── Extract provided ──
But Job must argue still against his friends' belief that the wicked are visited with the judgment of the Most High in the loss of their earthly possessions. "The triumphing of the wicked is short," said Zophar, "and the joy of the godless but for a moment." Is it so?

"_How often is the lamp of the wicked put out? That their calamity cometh upon them? That God distributeth sorrows in His anger? That they are as stubble before the wind, And as chaff that the storm carrieth away?_"

One in a thousand, Job may admit, has the light extinguished in his tent and is swept out of the world. But is it the rule or the exception that such visible judgment falls even on the robber chief? The first psalm has it that the wicked are "like the chaff which the wind driveth away." The words of that chant may have been in the mind of the author. If so, he disputes the doctrine. And further he rejects with contempt the idea that though a transgressor himself lives long and enjoys to the end, his children after him may bear his punishment.

"_Ye say, God layeth up his iniquity for his children. Let Him recompense it unto himself, that he may know it. Let his own eyes see his destruction, And let him drink of the wrath of Shaddai. For what pleasure hath he in his house after him, When the number of his moons is cut off in the midst?_"

The righteousness Job is in quest of will not be satisfied with visitation of the iniquities of the fathers upon the children. He will not accept the proverb which Ezekiel afterwards repudiated, "The fathers have eaten sour grapes, the children's teeth are set on edge." He demands that the ways of God shall be equal, that the soul that sinneth shall bear its punishment. Is it anything to a wicked man that his children are scattered and have to beg their bread when he has passed away? A man grossly selfish would not be vexed by the affliction of his family even if, down in Sheol, he could know of it. What Zophar has to prove is that every man who has lived a godless life is made to drink the cup of Shaddai's indignation. Though he trembles in sight of the truth, Job will press it on those who argue falsely for God.
───
What the task requires: Rewrite the portion of the passage on Job starting at "One in a thousand, Job" and ending at "bear his punishment.", changing "robber chief" to "bandit leader".
── Dataset extract ──
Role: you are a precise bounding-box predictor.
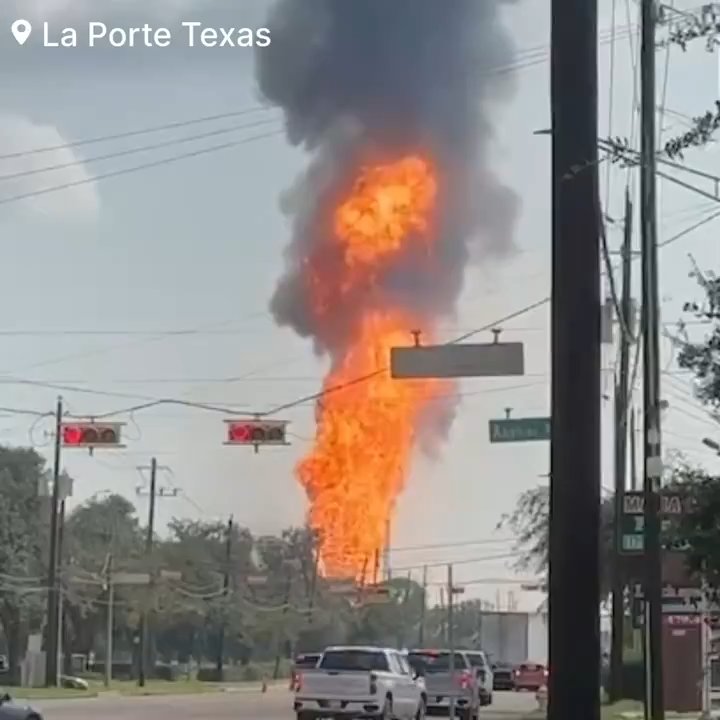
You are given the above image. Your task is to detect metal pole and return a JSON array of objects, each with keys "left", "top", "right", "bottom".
[
  {"left": 608, "top": 189, "right": 633, "bottom": 702},
  {"left": 700, "top": 583, "right": 712, "bottom": 720},
  {"left": 216, "top": 516, "right": 233, "bottom": 682},
  {"left": 105, "top": 555, "right": 115, "bottom": 688},
  {"left": 630, "top": 407, "right": 640, "bottom": 490},
  {"left": 138, "top": 458, "right": 157, "bottom": 687},
  {"left": 448, "top": 563, "right": 455, "bottom": 720},
  {"left": 418, "top": 565, "right": 427, "bottom": 647},
  {"left": 548, "top": 0, "right": 602, "bottom": 720},
  {"left": 383, "top": 517, "right": 392, "bottom": 582},
  {"left": 640, "top": 0, "right": 665, "bottom": 720},
  {"left": 45, "top": 397, "right": 63, "bottom": 687}
]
───
Written solution:
One in a thousand, Job may admit, has the light extinguished in his tent and is swept out of the world. But is it the rule or the exception that such visible judgment falls even on the bandit leader? The first psalm has it that the wicked are "like the chaff which the wind driveth away." The words of that chant may have been in the mind of the author. If so, he disputes the doctrine. And further he rejects with contempt the idea that though a transgressor himself lives long and enjoys to the end, his children after him may bear his punishment.